**SHORT EXERCISE:** Reproduce each of the following rows verbatim, omitting the pictures from your output.

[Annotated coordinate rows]

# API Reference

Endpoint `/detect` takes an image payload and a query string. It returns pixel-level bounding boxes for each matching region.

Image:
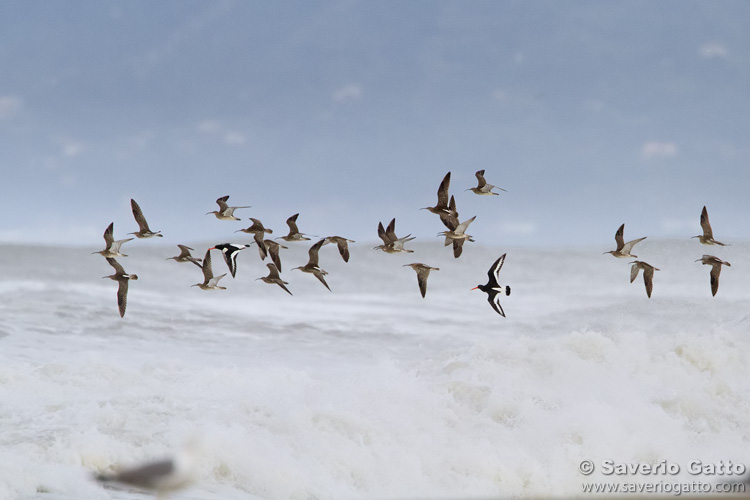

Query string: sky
[0,0,750,247]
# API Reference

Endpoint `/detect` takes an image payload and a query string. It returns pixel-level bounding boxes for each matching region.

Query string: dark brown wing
[474,170,487,189]
[643,267,654,299]
[336,238,349,262]
[130,198,151,232]
[117,279,130,318]
[453,239,466,259]
[266,262,281,279]
[307,238,328,268]
[701,206,714,239]
[216,195,229,213]
[711,264,721,296]
[201,249,214,283]
[437,172,451,207]
[253,232,268,260]
[286,213,299,236]
[417,267,430,298]
[104,222,115,249]
[378,222,391,245]
[615,223,625,252]
[107,257,127,274]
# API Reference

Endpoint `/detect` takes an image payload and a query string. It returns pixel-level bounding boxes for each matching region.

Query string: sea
[0,238,750,500]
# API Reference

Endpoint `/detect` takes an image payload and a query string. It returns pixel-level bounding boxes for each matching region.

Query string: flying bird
[235,217,273,235]
[206,195,252,220]
[256,262,294,295]
[466,170,505,196]
[102,257,138,318]
[91,222,133,258]
[292,239,331,291]
[472,254,510,317]
[602,224,646,259]
[420,172,458,220]
[375,218,414,253]
[166,244,201,267]
[209,243,250,278]
[128,198,163,238]
[323,236,356,262]
[693,205,726,247]
[280,213,310,241]
[404,262,440,298]
[192,248,227,290]
[438,215,477,259]
[695,255,732,297]
[264,240,289,272]
[630,260,659,299]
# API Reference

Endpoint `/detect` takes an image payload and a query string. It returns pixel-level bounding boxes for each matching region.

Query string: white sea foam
[0,240,750,500]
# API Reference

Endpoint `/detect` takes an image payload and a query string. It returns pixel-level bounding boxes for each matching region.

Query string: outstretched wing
[615,223,625,252]
[474,170,487,189]
[630,264,641,283]
[437,172,451,207]
[487,254,507,288]
[216,195,229,213]
[286,213,299,236]
[487,293,505,318]
[117,280,130,318]
[701,206,714,239]
[107,257,127,274]
[130,198,151,232]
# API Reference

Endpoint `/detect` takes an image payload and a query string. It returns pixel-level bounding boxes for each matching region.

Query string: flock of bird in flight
[93,170,510,317]
[94,170,731,317]
[602,206,732,298]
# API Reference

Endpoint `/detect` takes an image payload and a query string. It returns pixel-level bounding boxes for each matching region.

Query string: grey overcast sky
[0,0,750,250]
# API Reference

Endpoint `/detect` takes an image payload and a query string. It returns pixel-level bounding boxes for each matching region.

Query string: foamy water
[0,238,750,500]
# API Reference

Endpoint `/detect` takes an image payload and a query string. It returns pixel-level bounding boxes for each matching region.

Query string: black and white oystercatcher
[472,254,510,317]
[192,248,227,290]
[209,243,250,278]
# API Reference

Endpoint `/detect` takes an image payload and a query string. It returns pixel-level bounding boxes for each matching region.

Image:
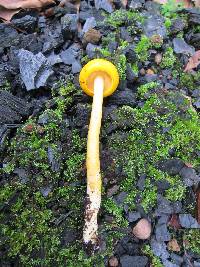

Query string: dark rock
[18,49,53,91]
[120,27,133,43]
[94,0,113,13]
[170,18,186,33]
[11,15,37,33]
[170,253,183,266]
[155,194,173,216]
[0,91,30,124]
[155,224,171,242]
[82,17,97,33]
[180,167,200,186]
[163,260,180,267]
[60,44,80,65]
[40,186,52,197]
[83,29,101,45]
[158,158,184,175]
[173,38,195,56]
[179,214,200,228]
[47,52,63,66]
[86,43,100,59]
[127,211,141,222]
[109,88,136,106]
[72,60,82,74]
[193,98,200,109]
[192,89,200,97]
[120,255,148,267]
[143,16,167,38]
[129,0,145,10]
[61,14,78,40]
[0,23,19,48]
[150,238,169,261]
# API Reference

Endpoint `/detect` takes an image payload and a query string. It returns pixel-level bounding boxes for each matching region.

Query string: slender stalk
[83,76,104,249]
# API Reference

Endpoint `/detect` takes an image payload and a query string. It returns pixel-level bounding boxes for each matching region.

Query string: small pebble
[109,256,119,267]
[132,219,151,240]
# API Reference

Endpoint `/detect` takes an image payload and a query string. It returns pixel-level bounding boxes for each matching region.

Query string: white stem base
[83,76,104,249]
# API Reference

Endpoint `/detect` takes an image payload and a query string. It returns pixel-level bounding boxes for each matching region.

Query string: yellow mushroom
[79,59,119,248]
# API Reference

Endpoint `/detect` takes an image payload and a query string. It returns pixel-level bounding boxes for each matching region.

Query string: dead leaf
[184,50,200,72]
[0,0,55,21]
[167,238,181,252]
[168,214,181,230]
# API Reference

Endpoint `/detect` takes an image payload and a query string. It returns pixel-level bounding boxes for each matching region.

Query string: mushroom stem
[83,76,104,247]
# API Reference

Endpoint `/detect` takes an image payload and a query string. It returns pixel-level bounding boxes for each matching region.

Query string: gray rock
[155,224,171,242]
[109,88,136,106]
[158,158,184,175]
[170,253,183,266]
[0,23,20,48]
[61,14,78,40]
[127,211,141,222]
[180,167,200,186]
[12,15,37,32]
[193,261,200,267]
[40,186,52,197]
[163,260,180,267]
[18,49,53,91]
[129,0,145,10]
[179,214,200,229]
[120,255,148,267]
[173,38,195,56]
[193,98,200,109]
[150,238,170,261]
[155,194,173,216]
[143,16,167,38]
[72,60,82,74]
[47,52,62,66]
[94,0,113,13]
[60,44,79,65]
[82,17,97,33]
[86,43,100,59]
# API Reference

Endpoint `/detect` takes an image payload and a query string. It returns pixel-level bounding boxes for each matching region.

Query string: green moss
[183,229,200,255]
[142,245,164,267]
[109,93,200,211]
[135,35,151,62]
[138,82,159,97]
[160,47,176,68]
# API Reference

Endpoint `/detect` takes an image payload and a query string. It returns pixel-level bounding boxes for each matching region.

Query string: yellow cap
[79,59,119,97]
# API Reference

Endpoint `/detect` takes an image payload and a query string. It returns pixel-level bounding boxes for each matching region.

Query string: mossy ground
[0,4,200,267]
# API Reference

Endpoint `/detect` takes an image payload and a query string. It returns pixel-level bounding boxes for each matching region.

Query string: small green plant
[135,35,151,62]
[142,245,164,267]
[160,47,176,68]
[183,229,200,254]
[138,82,159,97]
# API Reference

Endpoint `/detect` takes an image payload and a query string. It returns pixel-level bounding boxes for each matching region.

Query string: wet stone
[12,15,37,33]
[18,49,53,91]
[180,167,200,186]
[120,255,148,267]
[179,214,200,229]
[94,0,114,13]
[173,38,195,56]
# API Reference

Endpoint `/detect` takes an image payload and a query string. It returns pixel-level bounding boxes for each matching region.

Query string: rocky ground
[0,0,200,267]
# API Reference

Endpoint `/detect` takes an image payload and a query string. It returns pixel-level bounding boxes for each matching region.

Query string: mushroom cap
[132,218,151,240]
[79,59,119,97]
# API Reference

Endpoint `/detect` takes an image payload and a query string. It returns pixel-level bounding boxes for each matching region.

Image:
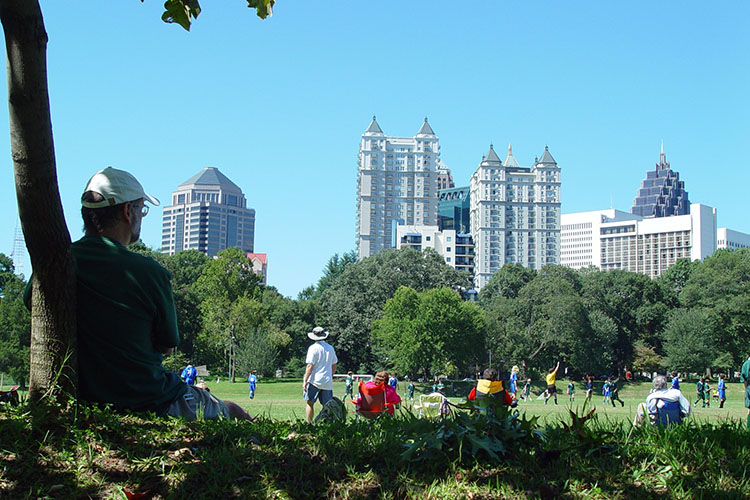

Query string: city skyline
[0,0,750,296]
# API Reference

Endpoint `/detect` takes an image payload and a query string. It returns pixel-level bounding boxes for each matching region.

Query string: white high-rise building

**SOLVED EXERCISE:**
# API Reference

Endpoint `/detect` takes an image payload and a query string. It returns pixel-level bounding boxes for each matching region.

Image:

Query string: sky
[0,0,750,247]
# API Reference

Endpoint `/detect` takes an image payload and a query string. It returns pixel-level bounding boxes for each matching region.

Query string: dark brown wing
[474,170,487,189]
[643,267,654,299]
[336,238,349,262]
[130,198,151,232]
[117,279,130,318]
[453,239,466,259]
[266,262,281,279]
[307,238,328,268]
[701,206,714,239]
[216,195,229,213]
[711,264,721,296]
[201,249,214,283]
[437,172,451,207]
[253,232,268,260]
[286,213,299,236]
[417,267,430,298]
[104,222,115,249]
[378,222,391,245]
[615,223,625,252]
[107,257,127,274]
# API Reference

Endpoint `/detect` takes an image payload and a query string. It returns pixel-level bounding boxes for each matching region.

Query string: sea
[0,238,750,500]
# API Reference

Endpoint `/detect` takes an image payload and a query string. It returns pixel-level bounding boxes for each matching region.

Query string: flying bird
[235,217,273,235]
[206,195,252,220]
[256,262,294,295]
[466,170,505,196]
[102,257,138,318]
[91,222,133,258]
[292,239,331,291]
[472,254,510,317]
[602,224,646,259]
[420,172,458,220]
[375,218,414,253]
[166,244,201,267]
[209,243,250,278]
[128,198,163,238]
[323,236,356,262]
[693,205,726,247]
[280,213,310,241]
[404,262,440,298]
[192,248,227,290]
[438,215,477,259]
[695,255,732,297]
[264,240,289,272]
[630,260,659,299]
# API Reference

Endpoint `/detect` takes an image payload and a query string. It returns pixel-level bounding boxes for each matching region.

Query string: white sea foam
[0,240,750,500]
# API Reference

Endpoint `/detect` takes an image payload and a query string. It returns pixel-level bounding boxes for each matching region.

Query string: outstretched wing
[615,223,625,252]
[474,170,487,189]
[630,264,641,283]
[437,172,451,207]
[487,254,507,288]
[216,195,229,213]
[286,213,299,236]
[487,293,505,318]
[117,280,130,318]
[701,206,714,239]
[107,257,127,274]
[130,198,151,232]
# API Reference

Endpoint `/detect` takes an image payload and a query string. It returns pixel-level bounding boxes for each matching region.

Query string: flock of bird in flight
[93,170,510,317]
[94,170,731,317]
[602,206,732,298]
# API Reference

Endpoint `/detect` takes an image payload and a query string. It returns pixel-level bounding boxes for each matching region.

Query string: grey overcast sky
[0,0,750,250]
# API Reference

Endpoint `/detect` takes an image payload and a query string. It returns pixel-level bounding boxes for each matching region.

Query string: foamy water
[0,238,750,500]
# API Reference

Endpoint `/detect` takes an image payload and a query string. It returns pixel-level bounding boxes for each matching region.

Query string: black and white oystercatcher
[472,254,510,317]
[192,248,227,290]
[209,243,250,278]
# API Reference

Endpoint `/detect` takes an image payload and a query string. It returns pixel-level bounding boxes for each matching region.

Image:

Query string: dark rock
[18,49,53,91]
[120,27,133,43]
[94,0,113,13]
[170,18,186,33]
[11,15,37,33]
[170,253,183,266]
[155,194,173,216]
[0,91,30,124]
[155,224,171,242]
[82,17,97,33]
[180,167,200,186]
[163,260,180,267]
[60,44,80,65]
[40,186,52,197]
[83,29,101,45]
[158,158,184,175]
[173,38,195,56]
[179,214,200,228]
[47,52,63,66]
[86,43,100,59]
[127,211,141,222]
[109,88,136,106]
[72,60,82,74]
[193,98,200,109]
[192,89,200,97]
[120,255,148,267]
[143,16,167,38]
[129,0,145,10]
[61,14,78,40]
[0,23,19,48]
[150,238,169,261]
# API Reference

Endpoint `/detect` takes an image payload and a query string. It returns pixel-level bounding boxes for each matching region.

Query string: slender stalk
[83,76,104,249]
# API Reference

Endpoint `/detect` takes an image payload and a query string. It returns pixel-level bounding boxes for each matching region.

Query string: small pebble
[109,256,119,267]
[132,219,151,240]
# API Reference

Endpoint `/detect` takes an image payload and a query string. It returns pixel-level bounding boxes for each matching region.

Query string: white stem base
[83,76,104,249]
# API Reference

Endpoint `/detect` takes an image payload and a query string. It returns pixel-level bounding boxes for each matching region.

Query string: yellow mushroom
[79,59,119,248]
# API Reference

Endpoint `/detect` takes an image payload and a query string. It returns pixel-level bounding boxes for each matching region.

Query string: dead leaf
[184,50,200,72]
[0,0,55,21]
[167,238,181,252]
[168,214,181,230]
# API Reference

Endpoint `/detect` takes an image payload and a query string. It returns pixel-level bounding boxes for each matching region.

Query string: mushroom stem
[83,76,104,247]
# API Reference

Endpoint `/detect` takes an image payload and a query string. It returns pixel-level bounding boxes for each matching region.

Query string: gray rock
[155,224,171,242]
[109,88,136,106]
[158,158,184,175]
[170,253,183,266]
[0,23,20,48]
[61,14,78,40]
[127,211,141,222]
[180,167,200,186]
[12,15,37,32]
[193,261,200,267]
[40,186,52,197]
[163,260,180,267]
[18,49,53,91]
[129,0,145,10]
[179,214,200,229]
[120,255,148,267]
[173,38,195,56]
[193,98,200,109]
[150,238,170,261]
[155,194,173,216]
[143,16,167,38]
[72,60,82,74]
[47,52,62,66]
[94,0,113,13]
[60,44,79,65]
[82,17,97,33]
[86,43,100,59]
# API Reference

Endpoint `/detect` takes an image payload and a query string. It returns pixel-level bounding boxes for each matching region.

Query string: green moss
[183,229,200,255]
[142,245,164,267]
[109,93,200,211]
[135,35,151,62]
[138,82,159,97]
[160,47,176,68]
# API Reference

Endpoint `/detect` takes an image payload and a query string. It returns pixel-level bounding boxes for each matching region.

Query string: yellow cap
[79,59,119,97]
# API Reference

Endpoint `/detect` takes an image payload and a query string. It returns pixel-level bounding boxes for each matching region.

Query string: mossy ground
[0,4,200,267]
# API Reference

Endpoint `/detect` takes an image payload and a query string. It returns pixel-level bounding boxes for each matching region.

Query string: small green plant
[135,35,151,62]
[142,245,164,267]
[160,47,176,68]
[183,229,200,254]
[138,82,159,97]
# API Reference

Endpoint `/detect` takes an image payload and a query string. It returns pixel-level bounding boxes for each matching region.

Query string: wet stone
[12,15,37,33]
[18,49,53,91]
[180,167,200,186]
[120,255,148,267]
[179,214,200,229]
[94,0,114,13]
[173,38,195,56]
# API Reference

Endpoint `/detect` takes an image payload and a query string. It returns pixel-level bounding boxes for each matching region.

Query string: rocky ground
[0,0,200,267]
# API Reference

Endpoint `/detect` takes an image payload and a query string. It returns pixel-level bounding boxes for each matching region.

Query string: mushroom cap
[132,218,151,240]
[79,59,119,97]
# API Reference

Endpoint `/detect` takes an image payload and a query string. It returns pixel-level bounding boxes for each matching region.

Image:

Query string: city skyline
[0,0,750,296]
# API Reference

Endpoint `/detect` takes an image payload and a query string. It returns pixel-level bounding boxes for each matching region.

Query string: white high-rise building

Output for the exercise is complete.